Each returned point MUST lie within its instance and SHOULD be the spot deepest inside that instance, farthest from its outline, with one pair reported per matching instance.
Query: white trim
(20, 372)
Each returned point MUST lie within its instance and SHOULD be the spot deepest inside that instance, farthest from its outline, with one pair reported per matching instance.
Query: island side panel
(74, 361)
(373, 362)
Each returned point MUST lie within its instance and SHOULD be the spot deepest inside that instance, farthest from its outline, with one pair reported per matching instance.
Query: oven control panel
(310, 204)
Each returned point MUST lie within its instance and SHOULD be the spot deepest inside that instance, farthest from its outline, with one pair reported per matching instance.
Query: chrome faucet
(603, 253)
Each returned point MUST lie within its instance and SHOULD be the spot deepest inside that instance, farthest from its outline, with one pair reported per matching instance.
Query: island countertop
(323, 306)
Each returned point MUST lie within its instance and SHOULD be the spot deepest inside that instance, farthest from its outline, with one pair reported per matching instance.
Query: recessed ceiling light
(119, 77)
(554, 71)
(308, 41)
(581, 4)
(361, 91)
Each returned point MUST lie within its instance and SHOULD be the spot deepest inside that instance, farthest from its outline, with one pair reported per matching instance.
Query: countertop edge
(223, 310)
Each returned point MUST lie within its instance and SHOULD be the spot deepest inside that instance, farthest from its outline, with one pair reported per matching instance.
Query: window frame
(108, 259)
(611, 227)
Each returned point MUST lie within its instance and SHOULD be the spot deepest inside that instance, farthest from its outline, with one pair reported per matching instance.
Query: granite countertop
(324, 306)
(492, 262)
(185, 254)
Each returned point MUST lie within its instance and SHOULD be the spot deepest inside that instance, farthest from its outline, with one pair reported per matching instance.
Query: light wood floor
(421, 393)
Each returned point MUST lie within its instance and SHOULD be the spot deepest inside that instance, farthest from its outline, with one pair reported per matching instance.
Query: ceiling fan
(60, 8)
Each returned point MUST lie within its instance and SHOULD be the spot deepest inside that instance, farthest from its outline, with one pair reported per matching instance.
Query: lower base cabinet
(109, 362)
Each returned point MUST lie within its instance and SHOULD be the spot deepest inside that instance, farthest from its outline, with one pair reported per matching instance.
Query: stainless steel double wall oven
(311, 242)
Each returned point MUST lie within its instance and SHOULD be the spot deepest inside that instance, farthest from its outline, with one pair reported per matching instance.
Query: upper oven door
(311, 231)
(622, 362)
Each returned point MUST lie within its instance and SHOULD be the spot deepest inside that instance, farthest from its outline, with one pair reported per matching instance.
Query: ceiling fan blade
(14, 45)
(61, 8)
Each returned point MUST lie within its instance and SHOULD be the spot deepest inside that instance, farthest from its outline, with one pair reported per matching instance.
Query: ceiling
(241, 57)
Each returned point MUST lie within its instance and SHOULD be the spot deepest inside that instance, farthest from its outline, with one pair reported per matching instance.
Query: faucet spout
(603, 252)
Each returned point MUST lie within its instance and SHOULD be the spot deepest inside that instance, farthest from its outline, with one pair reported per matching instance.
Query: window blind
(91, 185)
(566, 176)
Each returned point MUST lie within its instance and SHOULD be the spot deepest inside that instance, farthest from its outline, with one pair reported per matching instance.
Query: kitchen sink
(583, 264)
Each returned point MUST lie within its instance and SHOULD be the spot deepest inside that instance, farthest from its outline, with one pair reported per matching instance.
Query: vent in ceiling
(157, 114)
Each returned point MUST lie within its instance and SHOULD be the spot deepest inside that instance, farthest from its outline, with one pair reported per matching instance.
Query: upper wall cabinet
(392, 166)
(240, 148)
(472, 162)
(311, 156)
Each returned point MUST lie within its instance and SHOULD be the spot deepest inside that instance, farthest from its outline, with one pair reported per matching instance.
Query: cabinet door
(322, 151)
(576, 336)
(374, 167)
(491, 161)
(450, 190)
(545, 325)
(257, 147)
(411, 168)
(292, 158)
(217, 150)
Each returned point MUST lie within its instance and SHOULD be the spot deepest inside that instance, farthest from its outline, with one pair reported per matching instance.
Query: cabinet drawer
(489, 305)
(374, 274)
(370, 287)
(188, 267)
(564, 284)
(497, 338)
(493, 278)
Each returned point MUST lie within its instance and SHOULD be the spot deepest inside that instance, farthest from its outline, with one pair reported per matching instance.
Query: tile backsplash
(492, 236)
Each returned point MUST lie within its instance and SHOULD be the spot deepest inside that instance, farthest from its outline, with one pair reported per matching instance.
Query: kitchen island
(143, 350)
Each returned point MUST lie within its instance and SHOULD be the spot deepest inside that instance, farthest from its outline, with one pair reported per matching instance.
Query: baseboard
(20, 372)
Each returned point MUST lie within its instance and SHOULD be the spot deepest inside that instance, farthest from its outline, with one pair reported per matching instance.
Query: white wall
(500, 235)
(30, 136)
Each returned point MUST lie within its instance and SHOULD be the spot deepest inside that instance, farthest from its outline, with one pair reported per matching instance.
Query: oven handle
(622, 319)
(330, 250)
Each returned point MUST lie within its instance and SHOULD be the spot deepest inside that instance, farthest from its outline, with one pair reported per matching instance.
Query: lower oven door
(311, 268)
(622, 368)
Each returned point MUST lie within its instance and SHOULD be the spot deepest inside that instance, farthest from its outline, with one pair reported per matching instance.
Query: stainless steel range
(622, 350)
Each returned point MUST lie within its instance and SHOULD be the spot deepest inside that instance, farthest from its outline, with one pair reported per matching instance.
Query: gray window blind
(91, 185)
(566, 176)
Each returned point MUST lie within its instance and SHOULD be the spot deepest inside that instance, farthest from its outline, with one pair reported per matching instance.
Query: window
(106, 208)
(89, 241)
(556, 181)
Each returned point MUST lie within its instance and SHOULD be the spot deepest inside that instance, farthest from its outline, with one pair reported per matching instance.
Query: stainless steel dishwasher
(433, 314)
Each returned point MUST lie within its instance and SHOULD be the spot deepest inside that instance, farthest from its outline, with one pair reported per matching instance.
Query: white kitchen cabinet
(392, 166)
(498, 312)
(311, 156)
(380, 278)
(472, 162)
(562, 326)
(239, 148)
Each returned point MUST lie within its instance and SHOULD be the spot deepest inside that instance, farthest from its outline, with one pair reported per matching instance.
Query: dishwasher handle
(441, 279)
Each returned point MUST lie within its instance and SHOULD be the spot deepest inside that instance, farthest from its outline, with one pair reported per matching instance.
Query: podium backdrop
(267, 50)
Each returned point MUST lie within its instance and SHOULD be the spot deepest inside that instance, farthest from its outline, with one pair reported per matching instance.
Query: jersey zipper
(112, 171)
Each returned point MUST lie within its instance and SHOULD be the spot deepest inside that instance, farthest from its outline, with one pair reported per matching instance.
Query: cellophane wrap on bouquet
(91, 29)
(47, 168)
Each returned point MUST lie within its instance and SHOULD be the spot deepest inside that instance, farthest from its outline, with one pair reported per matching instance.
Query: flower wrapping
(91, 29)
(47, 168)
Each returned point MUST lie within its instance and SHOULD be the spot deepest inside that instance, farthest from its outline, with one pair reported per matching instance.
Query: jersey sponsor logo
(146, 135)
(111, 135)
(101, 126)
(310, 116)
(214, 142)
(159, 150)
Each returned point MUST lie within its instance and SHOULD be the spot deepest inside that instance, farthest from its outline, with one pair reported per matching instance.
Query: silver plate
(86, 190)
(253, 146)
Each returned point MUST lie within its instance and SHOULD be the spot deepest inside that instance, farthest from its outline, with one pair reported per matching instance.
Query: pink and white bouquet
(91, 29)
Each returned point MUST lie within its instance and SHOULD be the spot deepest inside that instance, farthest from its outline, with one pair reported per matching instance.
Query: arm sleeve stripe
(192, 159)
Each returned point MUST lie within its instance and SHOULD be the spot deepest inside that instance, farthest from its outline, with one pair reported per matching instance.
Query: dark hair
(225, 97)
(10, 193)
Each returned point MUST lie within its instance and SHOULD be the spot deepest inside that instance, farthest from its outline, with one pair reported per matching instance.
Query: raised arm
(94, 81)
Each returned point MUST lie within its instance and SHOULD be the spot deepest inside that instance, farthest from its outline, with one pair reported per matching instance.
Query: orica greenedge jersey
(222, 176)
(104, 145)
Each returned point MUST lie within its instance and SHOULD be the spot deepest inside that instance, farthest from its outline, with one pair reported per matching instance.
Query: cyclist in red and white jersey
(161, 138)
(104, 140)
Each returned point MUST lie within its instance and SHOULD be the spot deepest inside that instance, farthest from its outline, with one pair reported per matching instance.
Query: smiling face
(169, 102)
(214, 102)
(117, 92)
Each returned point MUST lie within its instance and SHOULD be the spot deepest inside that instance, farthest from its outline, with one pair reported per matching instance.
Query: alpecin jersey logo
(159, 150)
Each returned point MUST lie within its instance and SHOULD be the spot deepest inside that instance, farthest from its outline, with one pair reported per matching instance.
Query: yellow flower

##############################

SET EXERCISE: Which lines in the items above contain the word "cabinet"? Report each of them in full.

THE ANSWER:
Query: lower base cabinet
Query: upper wall cabinet
Query: cabinet door
Query: cabinet drawer
Query: white kitchen cabinet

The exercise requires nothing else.